**WORK TO BE COMPLETED**
Reproduce the briefing on BEA's industry accounts below word for word, from its title through its final sentence.

**TEXT**
☆ ☆ ☆ ☆
Future directions for the industry accounts.


Moyer, Brian C.


OVER the past decade, the Bureau of Economic Analysis (BEA) has improved its industry accounts in various ways to provide a more useful and accurate view of the economy. These improvements include providing more complete industry coverage, accelerating the release of the annual input-output (I-O) accounts and the gross domestic product (GDP) by industry accounts, and providing new supplemental, or "satellite," accounts that offer detailed information on specific industries.

BEA is now formulating plans for additional improvements to the industry accounts. This BEA Briefing provides an overview of these improvements. These proposed changes will move the industry accounts in new directions and will substantially broaden their scope and uses. For example, BEA is considering preparing quarterly GDP by industry statistics that would be released shortly after the quarterly GDP estimates from the national income and product accounts (NIPAs), also referred to as the GDP accounts. These new industry statistics would offer a by-industry breakout of quarterly GDP growth and would provide--for the first time--a means for gauging current-period industry performance.

[ILLUSTRATION OMITTED]

Chart 1 shows how the proposed improvements discussed in this article will fit into BEA's broader set of industry and national economic statistics. Also, see the box "Industry Accounts Overview."

As part of its planning, BEA would like input from users. Do the improvements described in this article meet your needs? Are there modifications to these improvements that would make the accounts more useful? Are there other improvements that you would like to see? The answers to these questions--along with feedback from other stakeholders, such as source data providers--will help set the future direction and research agenda for the industry accounts. E-mail all comments to [email protected].
☆ ☆ ☆ ☆
**MATERIAL**

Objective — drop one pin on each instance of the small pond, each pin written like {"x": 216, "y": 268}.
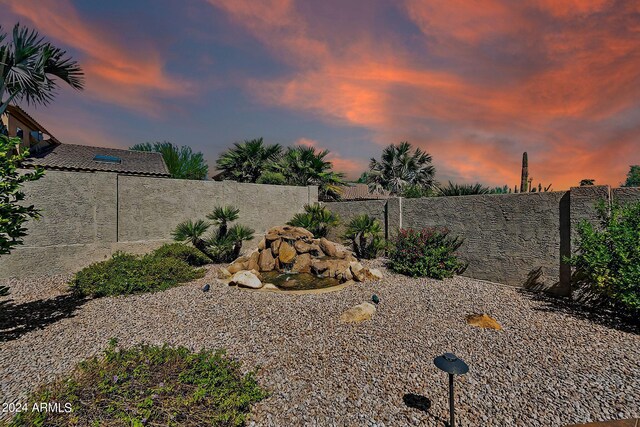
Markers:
{"x": 298, "y": 281}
☆ ☆ ☆ ☆
**WRITTEN RESPONSE**
Future directions for the industry accounts.


Moyer, Brian C.


OVER the past decade, the Bureau of Economic Analysis (BEA) has improved its industry accounts in various ways to provide a more useful and accurate view of the economy. These improvements include providing more complete industry coverage, accelerating the release of the annual input-output (I-O) accounts and the gross domestic product (GDP) by industry accounts, and providing new supplemental, or "satellite," accounts that offer detailed information on specific industries.

BEA is now formulating plans for additional improvements to the industry accounts. This BEA Briefing provides an overview of these improvements. These proposed changes will move the industry accounts in new directions and will substantially broaden their scope and uses. For example, BEA is considering preparing quarterly GDP by industry statistics that would be released shortly after the quarterly GDP estimates from the national income and product accounts (NIPAs), also referred to as the GDP accounts. These new industry statistics would offer a by-industry breakout of quarterly GDP growth and would provide--for the first time--a means for gauging current-period industry performance.

[ILLUSTRATION OMITTED]

Chart 1 shows how the proposed improvements discussed in this article will fit into BEA's broader set of industry and national economic statistics. Also, see the box "Industry Accounts Overview."

As part of its planning, BEA would like input from users. Do the improvements described in this article meet your needs? Are there modifications to these improvements that would make the accounts more useful? Are there other improvements that you would like to see? The answers to these questions--along with feedback from other stakeholders, such as source data providers--will help set the future direction and research agenda for the industry accounts. E-mail all comments to [email protected].